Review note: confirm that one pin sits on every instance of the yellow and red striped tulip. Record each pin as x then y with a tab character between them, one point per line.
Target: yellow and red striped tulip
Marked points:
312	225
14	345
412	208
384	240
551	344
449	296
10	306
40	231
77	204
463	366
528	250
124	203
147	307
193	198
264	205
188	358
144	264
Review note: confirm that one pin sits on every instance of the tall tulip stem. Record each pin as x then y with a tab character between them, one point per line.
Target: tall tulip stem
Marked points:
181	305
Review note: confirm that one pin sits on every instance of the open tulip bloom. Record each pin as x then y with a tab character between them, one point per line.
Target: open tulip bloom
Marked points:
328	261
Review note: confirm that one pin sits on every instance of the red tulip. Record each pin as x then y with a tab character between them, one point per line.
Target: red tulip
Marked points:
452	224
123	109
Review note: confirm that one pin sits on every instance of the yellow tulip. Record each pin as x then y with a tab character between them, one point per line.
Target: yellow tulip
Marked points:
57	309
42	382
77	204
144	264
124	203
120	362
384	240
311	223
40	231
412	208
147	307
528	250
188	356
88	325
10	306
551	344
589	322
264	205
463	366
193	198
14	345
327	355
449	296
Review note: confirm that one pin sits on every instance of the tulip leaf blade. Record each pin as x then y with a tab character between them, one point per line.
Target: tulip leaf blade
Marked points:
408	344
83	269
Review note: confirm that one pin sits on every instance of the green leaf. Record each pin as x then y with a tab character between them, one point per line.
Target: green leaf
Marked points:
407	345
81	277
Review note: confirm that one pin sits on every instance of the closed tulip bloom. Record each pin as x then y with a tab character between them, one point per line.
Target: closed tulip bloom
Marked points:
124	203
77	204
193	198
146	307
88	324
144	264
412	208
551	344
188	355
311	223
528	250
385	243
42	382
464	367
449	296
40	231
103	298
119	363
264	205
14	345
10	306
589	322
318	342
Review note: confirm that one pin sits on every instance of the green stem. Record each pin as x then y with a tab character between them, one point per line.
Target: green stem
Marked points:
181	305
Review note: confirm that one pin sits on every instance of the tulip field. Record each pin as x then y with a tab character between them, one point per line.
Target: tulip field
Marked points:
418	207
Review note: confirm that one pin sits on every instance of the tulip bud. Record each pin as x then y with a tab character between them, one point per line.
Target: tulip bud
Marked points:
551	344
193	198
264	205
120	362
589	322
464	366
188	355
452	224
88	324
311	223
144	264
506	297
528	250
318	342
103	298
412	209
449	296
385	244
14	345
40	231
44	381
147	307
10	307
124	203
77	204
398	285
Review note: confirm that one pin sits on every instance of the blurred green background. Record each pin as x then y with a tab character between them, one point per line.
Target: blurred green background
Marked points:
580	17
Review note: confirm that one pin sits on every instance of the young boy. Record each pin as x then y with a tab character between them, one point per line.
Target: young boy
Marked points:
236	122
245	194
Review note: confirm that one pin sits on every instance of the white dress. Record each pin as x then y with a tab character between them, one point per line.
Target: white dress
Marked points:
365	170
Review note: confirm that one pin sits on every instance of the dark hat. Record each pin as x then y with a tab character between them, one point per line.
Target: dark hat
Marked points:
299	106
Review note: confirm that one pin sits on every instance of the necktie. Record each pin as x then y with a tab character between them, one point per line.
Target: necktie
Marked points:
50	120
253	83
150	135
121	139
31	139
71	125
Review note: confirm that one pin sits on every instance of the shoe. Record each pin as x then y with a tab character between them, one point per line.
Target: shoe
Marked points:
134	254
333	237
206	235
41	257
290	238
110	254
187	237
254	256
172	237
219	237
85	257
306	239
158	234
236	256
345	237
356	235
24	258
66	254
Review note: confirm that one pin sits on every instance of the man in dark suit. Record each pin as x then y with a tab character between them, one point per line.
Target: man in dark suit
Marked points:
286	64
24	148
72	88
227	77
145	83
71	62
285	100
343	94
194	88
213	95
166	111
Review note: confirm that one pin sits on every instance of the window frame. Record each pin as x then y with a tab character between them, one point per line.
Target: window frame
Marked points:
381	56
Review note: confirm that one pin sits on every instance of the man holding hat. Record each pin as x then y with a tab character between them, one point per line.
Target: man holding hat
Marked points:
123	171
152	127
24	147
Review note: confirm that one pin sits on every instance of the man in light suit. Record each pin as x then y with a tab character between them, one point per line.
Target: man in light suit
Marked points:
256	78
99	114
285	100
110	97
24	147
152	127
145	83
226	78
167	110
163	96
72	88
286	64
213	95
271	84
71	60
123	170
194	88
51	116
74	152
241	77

• _What to do_:
Rewrite all of the records above as one numbered list, with each line as its own item and blank lines omitted.

• _Final answer_:
1. Review note: confirm that one pin sits on every instance of the yellow and red striped tulip. Record each pin as x then y with a tab character between them, one point per line.
2. Target: yellow and red striped tulip
3. Marked points:
4. 312	225
5. 14	345
6. 412	208
7. 384	240
8. 551	344
9. 449	296
10. 10	306
11. 40	231
12. 77	204
13. 463	366
14. 528	250
15. 124	203
16. 147	307
17. 193	198
18. 264	205
19. 188	358
20. 144	264
21. Review note: confirm that one pin sits on every instance of the tall tulip stem. Record each pin as x then y with a tab character between them, one point per line.
22. Target: tall tulip stem
23. Marked points:
24. 181	305
25. Review note: confirm that one pin sits on every instance of the open tulip bloom. Record each pin as x then y with a tab character between them, one point per line.
26. Target: open tulip bloom
27. Marked points:
28. 328	261
29. Review note: confirm that one pin sits on every instance of the red tulip. Record each pin as x then y with a tab character between them, one point per line.
30. Target: red tulip
31. Marked points:
32. 452	224
33. 123	109
34. Review note: confirm that one pin sits on every instance of the yellow tulip. Record each pin as x then y with a tab character between them, one point per line.
35. Target: yellow tulip
36. Marked points:
37. 57	309
38. 42	382
39. 77	204
40. 144	264
41. 124	203
42. 120	362
43. 384	240
44. 311	223
45. 40	231
46. 412	208
47. 147	307
48. 528	250
49. 188	356
50. 88	325
51. 10	306
52. 551	344
53. 589	322
54. 264	205
55. 463	366
56. 193	198
57. 14	345
58. 327	355
59. 449	296
60. Review note: confirm that one pin sits on every instance of the tulip leaf blade. Record each pin as x then y with a tab character between them, one point per line.
61. Target: tulip leaf blade
62. Marked points:
63. 408	344
64. 83	269
65. Review note: confirm that one pin sits on every instance of the green leaf. Record each pin as x then y with a tab character between them, one point per line.
66. Target: green leaf
67. Marked points:
68. 407	345
69. 81	277
70. Review note: confirm that one pin sits on every instance of the closed tulip bloom. Record each pin as x then y with a tab character between them, one point per line.
71. Target: closed tulip bloom
72. Marked points:
73. 124	203
74. 77	204
75. 193	198
76. 146	307
77. 88	324
78. 144	264
79. 412	208
80. 551	344
81. 188	355
82. 311	223
83. 528	250
84. 385	243
85. 42	382
86. 464	367
87. 449	296
88. 40	231
89. 103	298
90. 119	363
91. 264	205
92. 14	345
93. 10	306
94. 589	322
95. 318	342
96. Review note: confirm that one pin sits on every instance of the green stem. Record each pin as x then y with a tab character between them, one point per line.
97. Target: green stem
98. Marked points:
99. 181	305
100. Review note: confirm that one pin sits on every instance of the tulip field. Record each pin as x then y with a tab character between them, one point per line.
101. Target: tulip field
102. Marked points:
103. 418	207
104. Review note: confirm that one pin sits on every instance of the tulip bud. Record each pin as x then y with a tab character between them, one point per line.
105. Target: tulip bud
106. Marked points:
107. 551	344
108. 193	198
109. 264	205
110. 120	362
111. 589	322
112. 464	366
113. 188	355
114. 452	224
115. 88	324
116. 311	223
117. 144	264
118. 506	297
119. 528	250
120. 318	342
121. 103	298
122. 412	209
123. 449	296
124. 385	244
125. 14	345
126. 40	231
127. 44	381
128. 147	307
129. 10	307
130. 124	203
131. 77	204
132. 398	285
133. Review note: confirm that one pin sits on every instance of the blurred green background. Record each pin as x then y with a tab character between them, one point per line.
134. Target: blurred green background
135. Marked points:
136. 580	17
137. Review note: confirm that one pin sits on every instance of the young boy. Record each pin as x then y with a tab character between them, one point per line.
138. Target: young boy
139. Marked points:
140. 236	122
141. 245	194
142. Review note: confirm that one pin sits on every instance of the white dress. Record each pin as x then y with a tab character between them, one point per line.
143. Target: white dress
144. Marked points:
145. 365	170
146. Review note: confirm that one pin sits on every instance of the dark hat. Record each pin as x then y with a tab character between them, one point per line.
147. Target: dark hat
148. Marked points:
149. 299	106
150. Review note: confirm that one pin sits on every instance of the necktie. Record each pin as x then y with a tab character between them, one point per line.
151. Target: necktie
152. Marked points:
153. 50	120
154. 253	83
155. 150	135
156. 121	139
157. 31	139
158. 71	125
159. Review note: confirm that one pin sits on every instance of the shoe. Record each pin as x then y with a tab character between them, one point per line.
160. Target: shoe
161. Marked points:
162. 134	254
163. 333	237
164. 206	235
165. 41	257
166. 290	238
167. 110	254
168. 187	237
169. 254	256
170. 172	237
171. 219	237
172. 85	257
173. 306	239
174. 158	234
175. 236	256
176. 345	237
177. 356	235
178. 24	258
179. 66	254
180. Review note: confirm that one pin sits on every instance of the man in dark suit. Record each pin as x then y with a tab character between them, one point per line.
181. Target: man in dark suit
182. Marked points:
183. 286	64
184. 24	148
185. 72	88
186. 227	77
187. 145	83
188. 71	62
189. 285	100
190. 343	94
191. 194	88
192. 213	95
193. 166	111
194. Review note: confirm that one pin sits on every instance of the window frame. Record each pin as x then y with a tab character between them, one point per line.
195. Target: window frame
196. Marked points:
197. 381	56
198. Review note: confirm that one pin sits on every instance of the man holding hat. Record each pin as x then y with a tab character between them, one point per line.
199. Target: man holding hat
200. Marked points:
201. 123	171
202. 152	127
203. 24	147
204. Review note: confirm that one pin sits on every instance of the man in light suit. Record each pin as x then y with a tab character between them, one point per line.
205. Target: man in light suit
206. Marked points:
207. 256	78
208. 99	114
209. 285	100
210. 110	97
211. 24	147
212. 152	127
213. 145	83
214. 226	78
215. 167	110
216. 163	96
217. 72	88
218. 286	64
219. 213	95
220. 271	84
221. 71	60
222. 123	170
223. 194	88
224. 51	116
225. 74	152
226. 241	77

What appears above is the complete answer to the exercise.